• [Do this]
Repeat the lines exactly, beginning with the line that contains "Keypoint placement for each instance of the sky: set" and continuing through the last line.

[Extracted data entries]
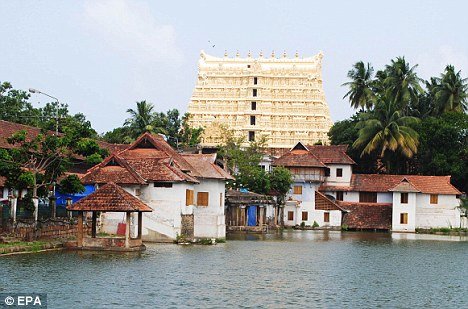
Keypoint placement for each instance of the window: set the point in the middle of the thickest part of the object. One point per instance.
(254, 106)
(404, 198)
(339, 195)
(162, 185)
(367, 197)
(297, 190)
(404, 218)
(188, 197)
(339, 172)
(251, 136)
(202, 199)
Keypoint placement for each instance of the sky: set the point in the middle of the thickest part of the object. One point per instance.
(101, 57)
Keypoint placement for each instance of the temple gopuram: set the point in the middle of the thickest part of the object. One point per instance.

• [Output below]
Keypoint placement for each instance of the sky: set the point in the middle of the thickest part of the object. One point per instance.
(101, 57)
Keypoint placement for each instance of the temple gopuram: set the point in the middle of the thickest part of the object. One point per instance.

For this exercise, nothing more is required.